* Written instruction
Convert every line of the data below into a Markdown table with two columns, Row for the row number and Text for the line itself, leaving out blank lines.

# # #

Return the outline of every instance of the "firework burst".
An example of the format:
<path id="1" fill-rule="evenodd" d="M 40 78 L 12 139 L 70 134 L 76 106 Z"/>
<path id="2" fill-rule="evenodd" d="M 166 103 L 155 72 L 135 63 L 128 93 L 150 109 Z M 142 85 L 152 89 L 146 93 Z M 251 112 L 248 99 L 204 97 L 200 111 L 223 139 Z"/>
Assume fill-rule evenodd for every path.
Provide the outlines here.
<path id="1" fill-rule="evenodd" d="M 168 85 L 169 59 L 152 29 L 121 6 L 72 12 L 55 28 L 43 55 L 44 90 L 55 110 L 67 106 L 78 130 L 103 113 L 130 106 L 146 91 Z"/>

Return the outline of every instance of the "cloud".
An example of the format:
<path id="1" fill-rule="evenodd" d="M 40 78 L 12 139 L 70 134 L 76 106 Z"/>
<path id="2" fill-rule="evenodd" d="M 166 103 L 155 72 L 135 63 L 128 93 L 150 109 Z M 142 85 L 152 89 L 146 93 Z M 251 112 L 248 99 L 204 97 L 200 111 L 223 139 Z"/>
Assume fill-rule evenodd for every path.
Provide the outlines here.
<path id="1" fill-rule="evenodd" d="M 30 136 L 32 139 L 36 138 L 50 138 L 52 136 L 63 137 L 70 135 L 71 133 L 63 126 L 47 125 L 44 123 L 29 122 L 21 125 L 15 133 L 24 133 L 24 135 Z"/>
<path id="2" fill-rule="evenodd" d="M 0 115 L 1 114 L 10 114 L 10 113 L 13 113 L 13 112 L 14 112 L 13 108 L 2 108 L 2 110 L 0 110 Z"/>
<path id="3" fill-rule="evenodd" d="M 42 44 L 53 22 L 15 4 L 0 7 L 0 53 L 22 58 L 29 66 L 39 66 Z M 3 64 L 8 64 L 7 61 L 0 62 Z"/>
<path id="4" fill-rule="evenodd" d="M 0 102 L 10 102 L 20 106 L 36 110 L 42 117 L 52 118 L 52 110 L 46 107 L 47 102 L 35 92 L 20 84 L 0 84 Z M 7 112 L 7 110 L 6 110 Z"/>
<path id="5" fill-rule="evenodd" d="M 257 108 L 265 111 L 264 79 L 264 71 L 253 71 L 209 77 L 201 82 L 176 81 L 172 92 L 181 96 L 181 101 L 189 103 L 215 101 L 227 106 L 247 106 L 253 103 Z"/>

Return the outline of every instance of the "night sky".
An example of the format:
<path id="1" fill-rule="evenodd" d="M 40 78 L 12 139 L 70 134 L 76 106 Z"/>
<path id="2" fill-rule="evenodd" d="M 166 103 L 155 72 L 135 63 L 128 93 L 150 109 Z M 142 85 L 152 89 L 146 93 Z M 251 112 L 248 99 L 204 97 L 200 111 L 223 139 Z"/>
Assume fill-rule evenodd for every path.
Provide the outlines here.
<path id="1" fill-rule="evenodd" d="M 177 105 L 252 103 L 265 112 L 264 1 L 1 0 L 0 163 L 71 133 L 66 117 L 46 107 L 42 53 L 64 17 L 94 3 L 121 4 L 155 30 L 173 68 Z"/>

# # #

* Result below
| Row | Text |
|---|---|
| 1 | Return the outline of every instance of the "firework burst". |
| 2 | An example of the format: |
| 3 | <path id="1" fill-rule="evenodd" d="M 40 78 L 12 139 L 70 134 L 76 106 Z"/> |
| 4 | <path id="2" fill-rule="evenodd" d="M 166 103 L 155 72 L 135 63 L 128 93 L 150 109 Z M 142 85 L 152 89 L 146 93 Z M 251 112 L 248 99 L 204 97 L 200 111 L 223 139 Z"/> |
| 5 | Assume fill-rule evenodd for every path. |
| 6 | Provide the outlines here. |
| 7 | <path id="1" fill-rule="evenodd" d="M 168 85 L 169 59 L 152 29 L 121 6 L 72 12 L 55 28 L 43 55 L 44 90 L 55 110 L 67 106 L 78 130 L 103 113 L 130 106 L 146 91 Z"/> |
| 8 | Return the outline of every instance of the "cloud". |
| 9 | An example of the format: |
| 10 | <path id="1" fill-rule="evenodd" d="M 40 78 L 12 139 L 70 134 L 76 106 Z"/> |
| 11 | <path id="2" fill-rule="evenodd" d="M 166 103 L 155 72 L 135 63 L 128 93 L 150 109 Z M 142 85 L 152 89 L 146 93 Z M 251 112 L 248 99 L 204 97 L 200 111 L 223 139 Z"/> |
| 12 | Assume fill-rule evenodd for every path. |
| 13 | Provide the outlines here. |
| 14 | <path id="1" fill-rule="evenodd" d="M 30 136 L 32 139 L 36 138 L 50 138 L 52 136 L 63 137 L 70 135 L 71 133 L 63 126 L 47 125 L 44 123 L 29 122 L 21 125 L 15 133 L 24 133 L 24 135 Z"/> |
| 15 | <path id="2" fill-rule="evenodd" d="M 0 115 L 1 114 L 10 114 L 10 113 L 13 113 L 13 112 L 14 112 L 13 108 L 2 108 L 2 110 L 0 110 Z"/> |
| 16 | <path id="3" fill-rule="evenodd" d="M 42 44 L 53 22 L 15 4 L 0 7 L 0 53 L 22 58 L 29 66 L 39 66 Z M 3 64 L 8 64 L 7 61 L 0 62 Z"/> |
| 17 | <path id="4" fill-rule="evenodd" d="M 0 102 L 10 102 L 20 106 L 36 110 L 42 117 L 52 118 L 52 110 L 46 107 L 47 102 L 35 92 L 20 84 L 0 84 Z M 7 112 L 7 110 L 6 110 Z"/> |
| 18 | <path id="5" fill-rule="evenodd" d="M 257 108 L 265 111 L 264 79 L 264 71 L 253 71 L 209 77 L 201 82 L 176 81 L 172 92 L 181 96 L 181 101 L 189 103 L 215 101 L 227 106 L 247 106 L 253 103 Z"/> |
| 19 | Return the outline of every instance of the "night sky". |
| 20 | An example of the format: |
| 21 | <path id="1" fill-rule="evenodd" d="M 40 78 L 12 139 L 70 134 L 76 106 Z"/> |
| 22 | <path id="2" fill-rule="evenodd" d="M 166 103 L 155 72 L 135 63 L 128 93 L 150 109 Z M 142 85 L 152 89 L 146 93 Z M 251 112 L 248 99 L 204 97 L 200 111 L 223 139 Z"/> |
| 23 | Assume fill-rule evenodd for every path. |
| 24 | Provide the outlines here. |
| 25 | <path id="1" fill-rule="evenodd" d="M 177 105 L 252 103 L 265 112 L 264 1 L 1 0 L 0 163 L 71 133 L 66 117 L 46 107 L 42 53 L 64 17 L 94 3 L 121 4 L 155 30 L 173 68 Z"/> |